*** SELECTED EXCERPT ***
Marcello "Tullio" Rappo Maruzzo (23 July 1929 – 1 July 1981) was an Italian Catholic priest and missionary dedicated to catechesis and evangelization among the local people in Guatemala. Maruzzo was a member of the Order of Friars Minor.

Murdered in 1981 alongside Luis Navarro, Maruzzo is venerated by Catholics and his beatification received approval from Pope Francis and was celebrated in Izabal, Guatemala on 27 October 2018.

==Life==
Marcello Maruzzo was born near Vicenza, Italy in 1929 to the poor peasants Angelo Maruzzo and Augusta Rappo, one of eight children. His twin sibling was Daniele (later Fra Lucio). His mother died on 21 September 1940.

Maruzzo and his twin brother Daniele joined the Order of Friars Minor in 1940 (first doing their novitiate) and both received their ordination to the priesthood from Cardinal Angelo Giuseppe Roncalli—the future Pope John XXIII—on 21 June 1953. Maruzzo studied for the priesthood in Chiampo before his first vesting in the habit in 1945 and his profession in 1951. His brother left Italy to be a missionary in Central America in December 1956. Maruzzo followed his brother leaving Italy for Guatemala in 1960. He first settled in Puerto Barrios on 16 December 1960, learning Spanish so he could communicate with the local communities. He tended to their needs and celebrated Mass for them but also moved from village to village where he worked with the local Caritas distributing necessities to the poor while defending the rights of the peasants. He evangelized the message of the Gospel to them and was known for being a friend to the poor and the homeless.
*** End of SELECTED EXCERPT ***
*** DATA TO EXAMINE ***
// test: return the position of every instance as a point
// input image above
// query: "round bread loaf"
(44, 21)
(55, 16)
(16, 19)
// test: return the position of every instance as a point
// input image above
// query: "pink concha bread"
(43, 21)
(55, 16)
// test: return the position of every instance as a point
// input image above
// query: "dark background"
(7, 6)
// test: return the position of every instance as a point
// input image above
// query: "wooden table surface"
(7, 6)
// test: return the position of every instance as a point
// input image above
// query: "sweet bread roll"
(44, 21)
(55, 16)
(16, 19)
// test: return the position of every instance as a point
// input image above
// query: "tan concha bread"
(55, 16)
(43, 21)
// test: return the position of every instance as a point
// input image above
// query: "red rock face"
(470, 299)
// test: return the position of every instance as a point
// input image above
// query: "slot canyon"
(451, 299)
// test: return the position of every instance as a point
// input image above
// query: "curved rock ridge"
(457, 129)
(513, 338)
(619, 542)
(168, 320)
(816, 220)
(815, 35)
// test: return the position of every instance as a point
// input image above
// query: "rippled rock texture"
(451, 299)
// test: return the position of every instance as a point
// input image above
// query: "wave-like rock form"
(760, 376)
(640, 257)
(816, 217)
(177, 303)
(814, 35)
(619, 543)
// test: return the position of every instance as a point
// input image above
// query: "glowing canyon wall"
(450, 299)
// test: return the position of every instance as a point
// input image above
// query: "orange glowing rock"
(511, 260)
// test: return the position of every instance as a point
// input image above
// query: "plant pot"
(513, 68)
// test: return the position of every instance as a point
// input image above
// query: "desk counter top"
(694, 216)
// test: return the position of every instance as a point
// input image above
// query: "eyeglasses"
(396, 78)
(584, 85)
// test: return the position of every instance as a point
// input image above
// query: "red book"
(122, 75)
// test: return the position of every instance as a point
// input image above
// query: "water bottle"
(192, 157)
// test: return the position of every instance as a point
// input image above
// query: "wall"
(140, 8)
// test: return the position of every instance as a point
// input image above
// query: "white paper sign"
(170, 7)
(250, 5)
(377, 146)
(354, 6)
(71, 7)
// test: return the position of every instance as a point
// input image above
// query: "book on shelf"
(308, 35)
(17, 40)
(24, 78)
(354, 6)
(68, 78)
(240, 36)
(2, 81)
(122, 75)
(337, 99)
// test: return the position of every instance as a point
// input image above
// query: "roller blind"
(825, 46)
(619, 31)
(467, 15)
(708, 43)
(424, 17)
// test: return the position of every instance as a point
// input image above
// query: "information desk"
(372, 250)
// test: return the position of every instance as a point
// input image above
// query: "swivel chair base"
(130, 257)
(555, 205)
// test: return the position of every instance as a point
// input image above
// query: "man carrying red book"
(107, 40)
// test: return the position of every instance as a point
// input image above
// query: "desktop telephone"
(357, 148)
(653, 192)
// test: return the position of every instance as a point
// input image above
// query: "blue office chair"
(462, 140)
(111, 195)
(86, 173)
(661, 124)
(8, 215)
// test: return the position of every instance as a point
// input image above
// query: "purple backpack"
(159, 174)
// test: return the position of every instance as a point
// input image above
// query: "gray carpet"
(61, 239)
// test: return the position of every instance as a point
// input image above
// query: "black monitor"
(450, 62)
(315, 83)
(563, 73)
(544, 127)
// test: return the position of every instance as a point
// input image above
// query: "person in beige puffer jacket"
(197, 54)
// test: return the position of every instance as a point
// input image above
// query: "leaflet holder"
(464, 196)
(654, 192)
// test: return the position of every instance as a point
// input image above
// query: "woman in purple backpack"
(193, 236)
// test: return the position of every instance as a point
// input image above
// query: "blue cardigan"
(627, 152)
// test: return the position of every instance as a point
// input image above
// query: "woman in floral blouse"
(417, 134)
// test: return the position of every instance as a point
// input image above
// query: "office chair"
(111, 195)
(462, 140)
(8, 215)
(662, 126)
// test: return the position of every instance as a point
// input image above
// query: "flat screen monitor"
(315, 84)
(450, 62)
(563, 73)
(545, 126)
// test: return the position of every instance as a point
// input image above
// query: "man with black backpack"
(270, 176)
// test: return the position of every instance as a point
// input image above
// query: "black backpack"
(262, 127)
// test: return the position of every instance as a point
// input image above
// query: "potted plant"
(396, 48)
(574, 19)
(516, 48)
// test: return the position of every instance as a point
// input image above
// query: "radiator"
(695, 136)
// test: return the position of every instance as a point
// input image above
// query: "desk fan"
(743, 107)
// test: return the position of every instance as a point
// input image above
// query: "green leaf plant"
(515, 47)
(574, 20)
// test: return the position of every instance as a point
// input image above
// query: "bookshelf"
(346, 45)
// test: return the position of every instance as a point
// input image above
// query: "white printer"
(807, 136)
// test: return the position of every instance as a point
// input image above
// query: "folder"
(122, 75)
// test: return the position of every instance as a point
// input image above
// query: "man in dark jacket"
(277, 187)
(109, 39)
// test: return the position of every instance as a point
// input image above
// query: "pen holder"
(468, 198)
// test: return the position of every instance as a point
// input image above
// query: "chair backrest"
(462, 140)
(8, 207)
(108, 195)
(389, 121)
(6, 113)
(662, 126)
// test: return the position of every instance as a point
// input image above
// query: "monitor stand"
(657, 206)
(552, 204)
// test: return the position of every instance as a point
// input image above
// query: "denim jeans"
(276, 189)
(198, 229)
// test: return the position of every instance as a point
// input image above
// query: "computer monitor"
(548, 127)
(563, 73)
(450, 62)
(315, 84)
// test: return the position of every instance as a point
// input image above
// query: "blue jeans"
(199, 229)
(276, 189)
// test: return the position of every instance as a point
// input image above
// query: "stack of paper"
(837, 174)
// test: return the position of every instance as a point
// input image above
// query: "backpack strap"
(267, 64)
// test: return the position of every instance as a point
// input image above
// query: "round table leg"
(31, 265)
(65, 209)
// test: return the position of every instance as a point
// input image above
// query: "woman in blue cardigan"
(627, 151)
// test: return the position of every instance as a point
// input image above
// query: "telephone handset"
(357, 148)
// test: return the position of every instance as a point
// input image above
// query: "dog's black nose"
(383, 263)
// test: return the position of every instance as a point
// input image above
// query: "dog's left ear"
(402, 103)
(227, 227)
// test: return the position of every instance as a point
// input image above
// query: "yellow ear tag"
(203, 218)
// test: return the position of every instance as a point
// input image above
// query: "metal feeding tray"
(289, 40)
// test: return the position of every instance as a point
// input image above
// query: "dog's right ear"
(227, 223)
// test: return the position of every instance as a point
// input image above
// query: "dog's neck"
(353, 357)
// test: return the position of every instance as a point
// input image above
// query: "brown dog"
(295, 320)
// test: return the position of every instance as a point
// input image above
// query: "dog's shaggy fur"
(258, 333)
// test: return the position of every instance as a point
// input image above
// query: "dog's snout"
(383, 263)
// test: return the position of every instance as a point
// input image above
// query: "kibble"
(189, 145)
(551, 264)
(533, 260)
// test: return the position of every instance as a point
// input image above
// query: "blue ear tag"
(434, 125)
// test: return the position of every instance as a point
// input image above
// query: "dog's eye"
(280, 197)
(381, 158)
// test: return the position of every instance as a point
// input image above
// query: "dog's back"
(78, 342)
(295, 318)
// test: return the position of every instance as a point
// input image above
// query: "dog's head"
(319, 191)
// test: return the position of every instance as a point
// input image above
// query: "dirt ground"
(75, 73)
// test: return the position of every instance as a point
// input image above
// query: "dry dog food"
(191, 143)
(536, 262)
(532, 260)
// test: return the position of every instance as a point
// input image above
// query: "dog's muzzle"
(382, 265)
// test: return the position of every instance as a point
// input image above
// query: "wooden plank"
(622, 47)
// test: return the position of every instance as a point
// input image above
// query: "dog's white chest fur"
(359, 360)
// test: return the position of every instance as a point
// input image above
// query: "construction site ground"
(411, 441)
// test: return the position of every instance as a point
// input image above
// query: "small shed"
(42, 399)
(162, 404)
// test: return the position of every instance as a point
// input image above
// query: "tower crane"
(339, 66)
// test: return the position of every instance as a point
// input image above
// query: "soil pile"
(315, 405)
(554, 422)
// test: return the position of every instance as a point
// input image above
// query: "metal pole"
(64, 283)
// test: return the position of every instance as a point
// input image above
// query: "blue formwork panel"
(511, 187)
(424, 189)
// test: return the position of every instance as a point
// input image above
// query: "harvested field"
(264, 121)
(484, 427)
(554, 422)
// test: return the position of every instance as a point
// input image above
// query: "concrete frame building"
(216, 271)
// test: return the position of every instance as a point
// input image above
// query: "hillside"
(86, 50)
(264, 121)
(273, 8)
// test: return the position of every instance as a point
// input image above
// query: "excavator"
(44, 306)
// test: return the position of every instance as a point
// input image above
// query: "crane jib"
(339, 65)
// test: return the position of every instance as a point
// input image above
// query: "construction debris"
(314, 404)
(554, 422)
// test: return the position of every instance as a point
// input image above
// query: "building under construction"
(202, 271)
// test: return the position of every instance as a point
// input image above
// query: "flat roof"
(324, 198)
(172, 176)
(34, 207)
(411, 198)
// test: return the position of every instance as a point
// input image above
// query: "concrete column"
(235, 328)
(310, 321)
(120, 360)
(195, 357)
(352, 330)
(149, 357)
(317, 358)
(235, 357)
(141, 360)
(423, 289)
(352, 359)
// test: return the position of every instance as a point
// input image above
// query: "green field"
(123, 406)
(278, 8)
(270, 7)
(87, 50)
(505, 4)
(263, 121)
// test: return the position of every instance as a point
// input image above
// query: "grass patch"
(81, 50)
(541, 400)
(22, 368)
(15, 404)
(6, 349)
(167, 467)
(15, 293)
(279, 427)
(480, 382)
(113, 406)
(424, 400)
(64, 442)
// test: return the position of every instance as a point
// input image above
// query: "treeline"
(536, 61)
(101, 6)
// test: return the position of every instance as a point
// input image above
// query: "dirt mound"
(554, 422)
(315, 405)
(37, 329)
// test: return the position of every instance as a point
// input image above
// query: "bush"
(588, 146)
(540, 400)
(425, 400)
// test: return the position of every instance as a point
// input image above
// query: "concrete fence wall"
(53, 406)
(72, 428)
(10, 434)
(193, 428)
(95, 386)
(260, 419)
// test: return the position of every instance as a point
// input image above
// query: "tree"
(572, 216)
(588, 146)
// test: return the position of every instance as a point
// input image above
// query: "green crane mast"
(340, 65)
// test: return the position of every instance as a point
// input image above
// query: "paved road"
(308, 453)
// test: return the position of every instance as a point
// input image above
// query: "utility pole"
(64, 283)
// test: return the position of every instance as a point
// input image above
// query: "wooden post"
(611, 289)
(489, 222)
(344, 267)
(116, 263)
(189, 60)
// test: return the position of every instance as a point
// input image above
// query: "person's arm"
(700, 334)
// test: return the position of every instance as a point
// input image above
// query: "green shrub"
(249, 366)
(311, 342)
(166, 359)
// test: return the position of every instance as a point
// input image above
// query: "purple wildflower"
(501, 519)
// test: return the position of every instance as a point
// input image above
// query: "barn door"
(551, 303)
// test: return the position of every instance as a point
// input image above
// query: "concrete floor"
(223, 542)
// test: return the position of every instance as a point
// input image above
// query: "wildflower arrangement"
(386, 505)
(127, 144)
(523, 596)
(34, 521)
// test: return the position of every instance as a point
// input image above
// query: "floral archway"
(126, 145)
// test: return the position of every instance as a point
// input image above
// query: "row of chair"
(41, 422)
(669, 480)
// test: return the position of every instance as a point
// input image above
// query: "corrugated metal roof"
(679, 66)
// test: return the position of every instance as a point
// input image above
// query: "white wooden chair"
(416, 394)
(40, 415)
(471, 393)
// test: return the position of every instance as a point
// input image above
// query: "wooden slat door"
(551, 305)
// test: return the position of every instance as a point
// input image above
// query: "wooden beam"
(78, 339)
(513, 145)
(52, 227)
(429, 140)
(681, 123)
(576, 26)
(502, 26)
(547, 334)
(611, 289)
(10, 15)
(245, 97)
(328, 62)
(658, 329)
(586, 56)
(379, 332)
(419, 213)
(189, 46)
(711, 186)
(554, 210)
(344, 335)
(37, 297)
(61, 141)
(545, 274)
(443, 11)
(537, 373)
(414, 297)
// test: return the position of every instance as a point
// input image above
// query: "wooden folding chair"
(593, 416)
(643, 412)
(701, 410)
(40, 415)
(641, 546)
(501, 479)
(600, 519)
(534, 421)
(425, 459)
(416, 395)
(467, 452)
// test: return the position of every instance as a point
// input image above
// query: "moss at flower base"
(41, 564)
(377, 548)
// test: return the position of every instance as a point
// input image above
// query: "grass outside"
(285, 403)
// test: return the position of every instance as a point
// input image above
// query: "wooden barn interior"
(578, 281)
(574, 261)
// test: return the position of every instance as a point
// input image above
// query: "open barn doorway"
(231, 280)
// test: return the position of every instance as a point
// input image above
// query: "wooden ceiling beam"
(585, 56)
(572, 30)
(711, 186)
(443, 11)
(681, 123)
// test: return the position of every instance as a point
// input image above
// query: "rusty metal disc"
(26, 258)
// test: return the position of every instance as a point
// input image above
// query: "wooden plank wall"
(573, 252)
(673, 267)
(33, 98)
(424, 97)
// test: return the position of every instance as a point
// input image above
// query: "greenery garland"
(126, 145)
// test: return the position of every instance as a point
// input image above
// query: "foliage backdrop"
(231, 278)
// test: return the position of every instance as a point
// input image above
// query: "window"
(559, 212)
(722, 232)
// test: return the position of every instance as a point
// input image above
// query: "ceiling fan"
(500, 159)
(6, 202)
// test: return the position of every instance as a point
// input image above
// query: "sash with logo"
*** End of DATA TO EXAMINE ***
:: PROBLEM DETAILS ::
Write out the full passage on Marcello Maruzzo word for word, from its first line through its last.

:: RESULT FOR THIS TASK ::
Marcello "Tullio" Rappo Maruzzo (23 July 1929 – 1 July 1981) was an Italian Catholic priest and missionary dedicated to catechesis and evangelization among the local people in Guatemala. Maruzzo was a member of the Order of Friars Minor.

Murdered in 1981 alongside Luis Navarro, Maruzzo is venerated by Catholics and his beatification received approval from Pope Francis and was celebrated in Izabal, Guatemala on 27 October 2018.

==Life==
Marcello Maruzzo was born near Vicenza, Italy in 1929 to the poor peasants Angelo Maruzzo and Augusta Rappo, one of eight children. His twin sibling was Daniele (later Fra Lucio). His mother died on 21 September 1940.

Maruzzo and his twin brother Daniele joined the Order of Friars Minor in 1940 (first doing their novitiate) and both received their ordination to the priesthood from Cardinal Angelo Giuseppe Roncalli—the future Pope John XXIII—on 21 June 1953. Maruzzo studied for the priesthood in Chiampo before his first vesting in the habit in 1945 and his profession in 1951. His brother left Italy to be a missionary in Central America in December 1956. Maruzzo followed his brother leaving Italy for Guatemala in 1960. He first settled in Puerto Barrios on 16 December 1960, learning Spanish so he could communicate with the local communities. He tended to their needs and celebrated Mass for them but also moved from village to village where he worked with the local Caritas distributing necessities to the poor while defending the rights of the peasants. He evangelized the message of the Gospel to them and was known for being a friend to the poor and the homeless.